--- begin ---

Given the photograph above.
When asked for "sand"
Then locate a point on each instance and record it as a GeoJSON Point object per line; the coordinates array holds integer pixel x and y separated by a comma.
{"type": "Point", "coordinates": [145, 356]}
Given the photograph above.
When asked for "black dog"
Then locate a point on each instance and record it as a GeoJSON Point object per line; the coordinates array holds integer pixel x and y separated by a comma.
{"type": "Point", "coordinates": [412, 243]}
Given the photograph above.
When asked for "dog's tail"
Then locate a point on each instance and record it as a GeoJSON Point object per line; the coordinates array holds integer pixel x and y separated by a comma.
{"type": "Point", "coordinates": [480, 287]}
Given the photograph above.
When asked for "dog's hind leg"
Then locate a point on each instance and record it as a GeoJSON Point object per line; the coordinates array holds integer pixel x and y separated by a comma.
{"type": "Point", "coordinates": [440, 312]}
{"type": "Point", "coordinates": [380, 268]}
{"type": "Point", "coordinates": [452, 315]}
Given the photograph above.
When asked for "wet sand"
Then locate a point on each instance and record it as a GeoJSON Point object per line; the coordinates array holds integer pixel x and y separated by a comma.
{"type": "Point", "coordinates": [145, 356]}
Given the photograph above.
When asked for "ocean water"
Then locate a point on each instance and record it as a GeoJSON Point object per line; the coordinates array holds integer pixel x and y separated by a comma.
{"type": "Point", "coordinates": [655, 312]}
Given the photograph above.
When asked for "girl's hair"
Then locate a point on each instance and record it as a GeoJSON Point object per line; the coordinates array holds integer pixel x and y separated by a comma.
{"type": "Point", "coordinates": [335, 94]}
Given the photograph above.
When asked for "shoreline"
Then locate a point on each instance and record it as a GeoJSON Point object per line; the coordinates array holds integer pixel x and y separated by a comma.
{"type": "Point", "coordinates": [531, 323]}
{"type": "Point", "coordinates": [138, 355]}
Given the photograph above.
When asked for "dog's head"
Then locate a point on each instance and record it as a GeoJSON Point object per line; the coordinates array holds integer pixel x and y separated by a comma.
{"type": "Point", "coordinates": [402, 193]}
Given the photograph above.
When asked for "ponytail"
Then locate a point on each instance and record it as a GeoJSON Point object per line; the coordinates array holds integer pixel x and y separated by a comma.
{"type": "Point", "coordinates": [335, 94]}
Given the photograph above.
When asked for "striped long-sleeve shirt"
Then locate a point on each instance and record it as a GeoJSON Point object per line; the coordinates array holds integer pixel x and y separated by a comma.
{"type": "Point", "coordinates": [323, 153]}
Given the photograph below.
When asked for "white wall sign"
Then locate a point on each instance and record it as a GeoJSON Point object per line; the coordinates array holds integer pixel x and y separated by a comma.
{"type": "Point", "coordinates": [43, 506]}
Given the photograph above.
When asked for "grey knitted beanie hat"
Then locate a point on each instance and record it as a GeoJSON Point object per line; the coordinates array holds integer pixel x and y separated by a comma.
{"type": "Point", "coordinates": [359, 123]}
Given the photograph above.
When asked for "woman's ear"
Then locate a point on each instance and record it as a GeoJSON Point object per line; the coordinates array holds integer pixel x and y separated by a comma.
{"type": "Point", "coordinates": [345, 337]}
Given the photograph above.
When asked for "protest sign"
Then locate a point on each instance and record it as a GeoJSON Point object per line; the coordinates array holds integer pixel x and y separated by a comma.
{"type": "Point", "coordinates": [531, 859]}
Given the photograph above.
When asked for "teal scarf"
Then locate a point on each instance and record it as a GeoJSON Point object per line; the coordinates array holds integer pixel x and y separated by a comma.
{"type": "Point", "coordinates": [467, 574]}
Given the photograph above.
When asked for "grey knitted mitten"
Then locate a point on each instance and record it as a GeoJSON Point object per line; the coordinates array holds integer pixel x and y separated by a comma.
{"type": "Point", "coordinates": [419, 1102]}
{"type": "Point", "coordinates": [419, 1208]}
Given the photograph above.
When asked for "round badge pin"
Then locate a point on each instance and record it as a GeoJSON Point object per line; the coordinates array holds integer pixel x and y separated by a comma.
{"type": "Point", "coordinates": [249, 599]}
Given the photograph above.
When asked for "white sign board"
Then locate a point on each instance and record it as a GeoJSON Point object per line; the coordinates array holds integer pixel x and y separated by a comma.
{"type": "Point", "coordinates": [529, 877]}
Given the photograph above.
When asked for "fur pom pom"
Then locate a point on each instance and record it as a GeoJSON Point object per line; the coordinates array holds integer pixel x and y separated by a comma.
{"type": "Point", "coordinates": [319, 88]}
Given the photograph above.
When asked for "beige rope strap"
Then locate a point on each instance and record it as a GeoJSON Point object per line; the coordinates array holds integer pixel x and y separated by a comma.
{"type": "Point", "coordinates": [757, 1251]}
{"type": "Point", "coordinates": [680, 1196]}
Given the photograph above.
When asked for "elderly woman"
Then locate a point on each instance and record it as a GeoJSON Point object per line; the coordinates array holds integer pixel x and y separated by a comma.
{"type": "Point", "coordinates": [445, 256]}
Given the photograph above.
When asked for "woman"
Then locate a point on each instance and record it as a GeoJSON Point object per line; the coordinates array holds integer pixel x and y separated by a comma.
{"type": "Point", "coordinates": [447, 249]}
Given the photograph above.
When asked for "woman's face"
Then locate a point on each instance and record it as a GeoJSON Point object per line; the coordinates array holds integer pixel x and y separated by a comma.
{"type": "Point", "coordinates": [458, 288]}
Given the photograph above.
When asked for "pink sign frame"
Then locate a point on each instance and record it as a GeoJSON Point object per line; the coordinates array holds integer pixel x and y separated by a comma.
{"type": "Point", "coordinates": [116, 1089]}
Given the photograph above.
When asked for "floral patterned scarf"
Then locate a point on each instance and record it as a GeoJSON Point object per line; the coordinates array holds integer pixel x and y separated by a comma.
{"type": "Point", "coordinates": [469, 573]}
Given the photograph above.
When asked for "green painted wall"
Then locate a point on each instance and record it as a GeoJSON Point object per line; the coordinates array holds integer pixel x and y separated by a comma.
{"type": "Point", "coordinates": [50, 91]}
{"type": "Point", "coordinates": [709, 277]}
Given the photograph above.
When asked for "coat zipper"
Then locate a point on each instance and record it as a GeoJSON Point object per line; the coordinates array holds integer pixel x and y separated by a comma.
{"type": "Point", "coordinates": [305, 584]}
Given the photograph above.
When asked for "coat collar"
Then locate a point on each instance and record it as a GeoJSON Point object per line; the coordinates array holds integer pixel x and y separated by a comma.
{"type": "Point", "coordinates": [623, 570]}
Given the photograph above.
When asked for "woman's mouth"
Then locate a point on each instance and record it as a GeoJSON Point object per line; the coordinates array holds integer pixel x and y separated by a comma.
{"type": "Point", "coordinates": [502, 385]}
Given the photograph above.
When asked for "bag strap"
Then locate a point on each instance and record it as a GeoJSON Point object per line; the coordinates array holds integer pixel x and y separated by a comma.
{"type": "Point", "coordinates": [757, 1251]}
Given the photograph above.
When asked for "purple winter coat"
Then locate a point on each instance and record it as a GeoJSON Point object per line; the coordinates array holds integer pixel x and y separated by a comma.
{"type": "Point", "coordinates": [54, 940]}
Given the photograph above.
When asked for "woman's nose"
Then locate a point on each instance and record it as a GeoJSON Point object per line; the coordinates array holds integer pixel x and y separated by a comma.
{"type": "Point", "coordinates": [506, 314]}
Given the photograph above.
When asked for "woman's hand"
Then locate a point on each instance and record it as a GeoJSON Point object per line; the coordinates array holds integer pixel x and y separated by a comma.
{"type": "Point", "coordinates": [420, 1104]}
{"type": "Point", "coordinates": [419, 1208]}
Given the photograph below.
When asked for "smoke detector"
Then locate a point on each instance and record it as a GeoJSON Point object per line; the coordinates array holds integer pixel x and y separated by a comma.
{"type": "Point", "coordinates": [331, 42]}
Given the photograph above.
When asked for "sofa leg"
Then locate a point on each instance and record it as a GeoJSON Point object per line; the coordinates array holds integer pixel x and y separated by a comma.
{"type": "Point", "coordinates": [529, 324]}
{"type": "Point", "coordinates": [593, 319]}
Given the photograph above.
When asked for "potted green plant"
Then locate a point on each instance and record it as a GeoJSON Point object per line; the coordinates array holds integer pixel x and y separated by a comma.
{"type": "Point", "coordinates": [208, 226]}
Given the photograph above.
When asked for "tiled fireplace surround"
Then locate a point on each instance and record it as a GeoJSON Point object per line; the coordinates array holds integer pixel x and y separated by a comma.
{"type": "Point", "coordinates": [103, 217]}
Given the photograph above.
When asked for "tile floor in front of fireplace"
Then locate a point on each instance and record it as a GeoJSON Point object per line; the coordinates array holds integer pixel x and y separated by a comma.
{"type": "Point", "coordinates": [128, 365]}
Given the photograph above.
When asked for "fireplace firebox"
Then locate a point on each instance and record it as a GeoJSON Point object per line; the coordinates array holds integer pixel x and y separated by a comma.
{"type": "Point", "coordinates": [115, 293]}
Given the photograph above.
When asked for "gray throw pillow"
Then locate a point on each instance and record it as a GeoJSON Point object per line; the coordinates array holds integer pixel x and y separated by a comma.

--- end ---

- TASK TO CARRY OUT -
Please list each line of the records above that contains the word "wall", copying every such line in full.

- ANSWER TO THIS EXERCISE -
When asked for "white wall sign"
When asked for "green painted wall"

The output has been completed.